▶ [Teks Bacaan]
Ahmad Fauzan Sazli
Namanya Irman Jalil, mahasiswa semester 3, jurusan Pendidikan Guru Sekolah Dasar (PGSD) di Universitas Jambi. Ia adalah satu-satunya Orang Rimba atau Suku Anak Dalam di Taman Nasional Bukit Duabelas (TNBD) Jambi yang menempuh pendidikan sarjana.
Sekolah pertama yang diikutinya adalah “Sokola Rimba” di Taman Bukit Duabelas. Sekolah tersebut merupakan sekolah alternatif yang didirikan oleh Butet Manurung.
“Dulu saya belajar dengan Butet. Ketika itu Butet datang ke Suku Anak Dalam dan berkenalan dengan Orang Rimba. Sesudah berkenalan dia mengajak main-main dan mengajak berhitung. Dari sana setiap permainan yang diberikan Butet membuat anak-anak orang rimba berebut ,” kata Irman menceritakan pengalamannya.
Pengelamannya belajar dengan Butet inilah yang mendorong Irman untuk melanjutkan pendidikan di Sekolah Dasar (SD). Tiga tahun kemudian, Irman bertemu dengan bapak angkatnya bernama Rahman. Bapak angkatnya inilah yang kemudian menyekolahkan ke SD yang ada di Kabupaten Merangin, Jambi.
Irman sendiri terlahir dengan nama Besudut. Ketika masuk SD, Bapak angkatnya memberi nama baru yakni Irman Jalil. Irman juga dibikinkan tanggal lahir oleh guru SD -nya.
Menurut Irman, Orang Rimba tidak tahu usianya berapa. Oleh karena itu, ketika masuk SD ia dibikinkan oleh gurunya tanggal lahir dengan tanggal lahir 12 September 1992. Umurnya saat ini sekitar 22 tahun.

▶ [Tugas Wajib]
1. Tulis ulang bagian teks tentang Irman Jalil, mulai dari "Sekolah pertama yang" dan terus sampai "Irman menceritakan pengalamannya.", dengan mengganti "berhitung" menjadi "menulis".
2. Jawab pertanyaan berikut berdasarkan teks tentang Irman Jalil.
(a) Irman kuliah di jurusan apa dan di universitas mana?
(b) Siapa yang mendirikan Sokola Rimba?
(c) Siapa nama Irman waktu lahir?

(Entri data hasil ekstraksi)
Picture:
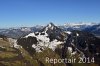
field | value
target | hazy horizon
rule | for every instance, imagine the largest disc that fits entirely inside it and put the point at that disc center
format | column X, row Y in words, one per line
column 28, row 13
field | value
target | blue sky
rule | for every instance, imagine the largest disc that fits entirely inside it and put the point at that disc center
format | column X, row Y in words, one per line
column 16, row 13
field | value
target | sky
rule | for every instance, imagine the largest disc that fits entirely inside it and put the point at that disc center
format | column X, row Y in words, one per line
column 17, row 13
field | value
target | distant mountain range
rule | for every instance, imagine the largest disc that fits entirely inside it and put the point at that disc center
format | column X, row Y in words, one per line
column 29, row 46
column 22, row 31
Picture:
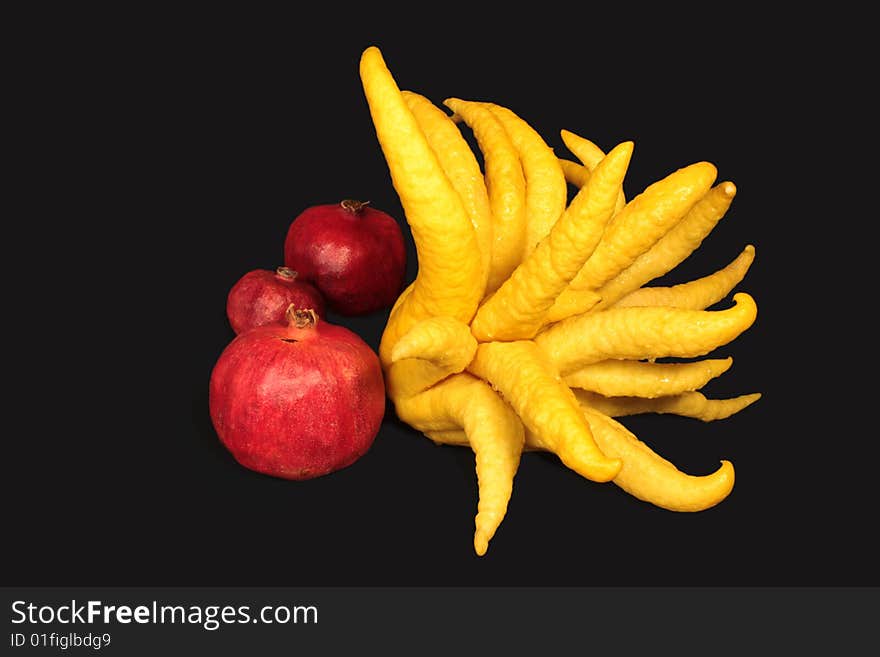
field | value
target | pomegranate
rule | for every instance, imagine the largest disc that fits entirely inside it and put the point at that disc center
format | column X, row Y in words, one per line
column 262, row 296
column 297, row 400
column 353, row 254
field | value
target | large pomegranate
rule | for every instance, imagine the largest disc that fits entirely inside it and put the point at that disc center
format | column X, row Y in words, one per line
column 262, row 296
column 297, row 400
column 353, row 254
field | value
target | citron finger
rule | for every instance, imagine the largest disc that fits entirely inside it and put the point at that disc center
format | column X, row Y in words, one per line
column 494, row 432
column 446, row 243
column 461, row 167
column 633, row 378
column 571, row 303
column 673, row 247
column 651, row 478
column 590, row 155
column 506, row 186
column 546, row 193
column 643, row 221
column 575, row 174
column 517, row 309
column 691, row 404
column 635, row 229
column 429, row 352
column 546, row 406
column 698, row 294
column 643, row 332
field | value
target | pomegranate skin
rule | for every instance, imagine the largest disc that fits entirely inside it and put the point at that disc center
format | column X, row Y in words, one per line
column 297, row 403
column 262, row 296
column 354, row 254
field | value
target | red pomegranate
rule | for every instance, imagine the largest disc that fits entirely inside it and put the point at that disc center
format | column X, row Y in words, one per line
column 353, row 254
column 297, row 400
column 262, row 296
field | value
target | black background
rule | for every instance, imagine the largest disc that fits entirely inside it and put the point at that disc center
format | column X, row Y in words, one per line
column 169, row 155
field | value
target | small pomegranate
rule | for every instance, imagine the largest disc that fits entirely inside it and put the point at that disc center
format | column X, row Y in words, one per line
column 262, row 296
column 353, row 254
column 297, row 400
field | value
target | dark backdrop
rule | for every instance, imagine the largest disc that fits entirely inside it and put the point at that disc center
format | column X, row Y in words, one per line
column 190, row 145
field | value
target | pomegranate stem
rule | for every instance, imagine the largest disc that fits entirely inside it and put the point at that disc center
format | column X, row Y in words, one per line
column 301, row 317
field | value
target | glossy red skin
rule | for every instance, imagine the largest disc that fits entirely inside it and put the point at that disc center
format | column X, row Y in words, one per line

▶ [Jawaban Lengkap]
1.
Sekolah pertama yang diikutinya adalah “Sokola Rimba” di Taman Bukit Duabelas. Sekolah tersebut merupakan sekolah alternatif yang didirikan oleh Butet Manurung.
“Dulu saya belajar dengan Butet. Ketika itu Butet datang ke Suku Anak Dalam dan berkenalan dengan Orang Rimba. Sesudah berkenalan dia mengajak main-main dan mengajak menulis. Dari sana setiap permainan yang diberikan Butet membuat anak-anak orang rimba berebut ,” kata Irman menceritakan pengalamannya.

2.
(a) Pendidikan Guru Sekolah Dasar (PGSD) di Universitas Jambi.
(b) Butet Manurung.
(c) Besudut.